All entries must be extracted exactly, with nothing added or dropped.

Start

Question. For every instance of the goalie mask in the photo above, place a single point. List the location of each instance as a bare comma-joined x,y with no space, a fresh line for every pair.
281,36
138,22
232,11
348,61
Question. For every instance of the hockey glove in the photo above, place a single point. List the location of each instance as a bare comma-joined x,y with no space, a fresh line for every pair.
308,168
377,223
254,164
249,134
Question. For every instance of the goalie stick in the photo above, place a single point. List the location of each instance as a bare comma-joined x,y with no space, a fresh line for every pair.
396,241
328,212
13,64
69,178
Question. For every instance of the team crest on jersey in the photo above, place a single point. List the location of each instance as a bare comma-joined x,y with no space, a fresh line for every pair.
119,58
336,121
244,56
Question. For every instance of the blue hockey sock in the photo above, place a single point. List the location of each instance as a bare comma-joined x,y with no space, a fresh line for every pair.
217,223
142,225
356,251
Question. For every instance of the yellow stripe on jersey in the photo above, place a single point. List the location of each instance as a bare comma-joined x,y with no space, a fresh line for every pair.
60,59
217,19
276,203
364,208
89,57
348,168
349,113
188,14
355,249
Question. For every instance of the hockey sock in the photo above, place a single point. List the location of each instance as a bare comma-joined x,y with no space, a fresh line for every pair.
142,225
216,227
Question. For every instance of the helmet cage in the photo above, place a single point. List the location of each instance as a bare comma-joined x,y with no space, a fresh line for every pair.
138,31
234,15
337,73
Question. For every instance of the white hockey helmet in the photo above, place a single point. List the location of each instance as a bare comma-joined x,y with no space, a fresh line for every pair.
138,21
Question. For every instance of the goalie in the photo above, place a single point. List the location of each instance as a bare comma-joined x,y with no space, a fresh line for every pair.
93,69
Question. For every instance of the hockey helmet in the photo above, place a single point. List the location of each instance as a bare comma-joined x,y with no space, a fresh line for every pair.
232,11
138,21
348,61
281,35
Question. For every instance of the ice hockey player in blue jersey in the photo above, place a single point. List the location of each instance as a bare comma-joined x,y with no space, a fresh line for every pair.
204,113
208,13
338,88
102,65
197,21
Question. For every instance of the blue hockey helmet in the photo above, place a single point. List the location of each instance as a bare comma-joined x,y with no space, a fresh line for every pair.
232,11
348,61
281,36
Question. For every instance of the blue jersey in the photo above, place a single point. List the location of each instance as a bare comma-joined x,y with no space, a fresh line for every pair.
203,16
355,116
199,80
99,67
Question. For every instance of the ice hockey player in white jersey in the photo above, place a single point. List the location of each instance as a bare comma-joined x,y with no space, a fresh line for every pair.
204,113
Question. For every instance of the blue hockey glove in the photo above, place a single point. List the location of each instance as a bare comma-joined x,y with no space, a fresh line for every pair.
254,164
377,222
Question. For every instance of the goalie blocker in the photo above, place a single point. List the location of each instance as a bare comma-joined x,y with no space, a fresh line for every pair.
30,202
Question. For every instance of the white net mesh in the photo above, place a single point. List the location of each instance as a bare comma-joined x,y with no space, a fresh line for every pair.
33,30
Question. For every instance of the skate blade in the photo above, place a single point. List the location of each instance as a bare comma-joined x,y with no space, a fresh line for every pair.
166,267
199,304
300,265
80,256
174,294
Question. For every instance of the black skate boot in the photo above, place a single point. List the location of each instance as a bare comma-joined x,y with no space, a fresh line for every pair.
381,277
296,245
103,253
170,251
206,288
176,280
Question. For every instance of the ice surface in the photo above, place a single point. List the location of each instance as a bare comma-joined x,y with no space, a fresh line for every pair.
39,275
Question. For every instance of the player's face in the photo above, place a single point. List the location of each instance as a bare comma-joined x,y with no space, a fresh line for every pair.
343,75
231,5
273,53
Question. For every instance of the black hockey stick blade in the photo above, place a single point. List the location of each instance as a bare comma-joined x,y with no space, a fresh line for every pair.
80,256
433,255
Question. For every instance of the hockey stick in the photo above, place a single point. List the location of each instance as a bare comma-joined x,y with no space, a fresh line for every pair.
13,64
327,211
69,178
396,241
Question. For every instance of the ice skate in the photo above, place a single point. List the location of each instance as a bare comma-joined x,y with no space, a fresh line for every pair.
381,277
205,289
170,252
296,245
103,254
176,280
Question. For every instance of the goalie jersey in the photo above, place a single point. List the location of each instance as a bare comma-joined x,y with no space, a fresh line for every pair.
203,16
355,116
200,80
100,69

End

◆ SOLUTION BELOW:
Question. For every instance of the goalie mask in the photo above, place a single point. List the location of each instance as a bare comma-joined x,y with no space, a fresh line for every pair.
281,36
138,22
232,11
348,61
Question. For every instance of the hockey glove in the photo above, place a single point. List the location of each instance as a bare comma-joined x,y with no space, a fresh line for every pair.
308,168
377,223
254,164
249,134
Question. For every instance of the goalie stick in the photo above, place a single point. List the location of each instance as a bare comma-joined x,y with no space, a fresh line for every pair.
396,241
328,212
13,64
69,178
Question. For every instance of the team crest on jersey in the photo above, place a single point. List the location of each instance as a bare comma-joined x,y with no space, a fresh line for every pair.
119,58
336,121
244,56
Question. For every instance of the blue hockey sock in the photo above, place a single point. List the location of each instance as a bare comma-joined x,y with no space, a fresh line for every pair.
217,223
142,225
356,251
Question. For every instance of the yellow stripe on jersey in the photo above, place a single point. List the location of each instance as a bare comma-joined x,y with no space, a fresh line for every pair.
60,59
217,19
276,203
364,208
89,57
348,168
349,113
188,14
355,249
Question. For every instance of the hockey sock in the photo above, place a single point. List the location of each instance as a bare comma-joined x,y with no space, a fresh line for every pair.
142,225
216,227
Question. For every instance of the helmet cage in the photo above, place a single point. List the location of each instance as a bare comma-joined x,y with no space, a fresh line for every pair.
138,31
234,15
337,73
Question. For every instance of the white hockey helmet in the photo above, place a single point. List the location of each instance as a bare comma-joined x,y with no space, a fresh line for every pair.
138,21
Question. For every instance of the goalie in the photo above, place a single point. List the location of each instance as a bare comma-joined x,y with no space, a fresh line for every pair.
93,69
Question. For every instance of the hockey helmet in the photo above, place a single point. List the location of each instance as a bare comma-joined x,y with no space, a fresh line for every pair.
232,11
138,21
348,61
281,35
Question. For every instance of the ice hockey player in blue jersey in the photo above, place a single point. List the location of each instance as a bare comma-joined x,y with no space, a fresh line for every pair.
204,113
208,13
338,88
102,65
197,21
Question. For every instance of the blue hockey helmet in the photo above, place a single point. List the location of each instance as a bare comma-joined x,y with no space, a fresh line for every pair.
232,11
348,61
281,36
Question. For every instance of the blue jersey in the photo above, place a single point. List the location of each instance as a bare comma-joined x,y with no space, a fresh line for every pair.
203,16
355,116
199,80
99,67
Question. For every instance of the ice hockey player in white jersey in the photo above, place a single point. List the location of each instance as a bare comma-joined x,y with no space, a fresh line for every pair.
204,113
Question. For every instance of the blue hockey glove in the photo above, place a single point. List the location of each instance as a bare comma-joined x,y with no space, a fresh line for every pair.
254,164
377,222
Question. For every instance of the goalie blocker in the photo above, place a single point. List the location of each instance as a bare comma-joined x,y with no space, a fresh line for every pair.
30,202
Question. For every instance of the white net mesh in the photo above, place a single point. List the location of each instance as a bare comma-joined x,y with no space, a fresh line for every pair.
33,30
Question. For every instance of the skate blade in the photo above, place a single point. List the location of each instance as a bare comma-joined x,y with no space, a fresh line for every pair.
166,267
199,304
300,265
80,256
174,294
Question. For every instance of the black skate boot in the photo above, place a single point. List the location of each instance as a bare comma-joined x,y with no space, a fresh line for every pair.
381,277
296,245
103,253
170,251
206,288
176,280
Question. For every instance of the ice surface in the photo above, place a single point. List the location of each instance as a bare comma-joined x,y with no space, a fresh line for every pair.
39,275
Question. For every instance of the player's face in the photo above, place a single point. List the location of each instance as a bare comma-joined x,y with no space, a fresh line for every pair.
343,75
231,5
273,53
Question. For every instance of the black hockey stick blade in the photo above, place a single point. List the location of each instance as a bare comma-joined x,y with no space, a fresh line for every pair.
80,256
433,255
Question. For every instance of the hockey stick in the photo above, place a single point. List the location of each instance as a bare comma-joined x,y with no space, a fresh line for every pair.
13,64
327,211
69,178
396,241
Question. For every instance of the ice skate in the photo above, place a single point. List the location of each instance as a bare comma-joined x,y with no space, a fresh line for every pair.
381,277
205,289
170,252
296,245
103,254
176,280
Question. For every instance of the goalie jersey in the photo above, place a single point. List the location of each instance as a bare comma-joined x,y with no space, a fresh line for every pair.
203,16
355,116
200,80
100,69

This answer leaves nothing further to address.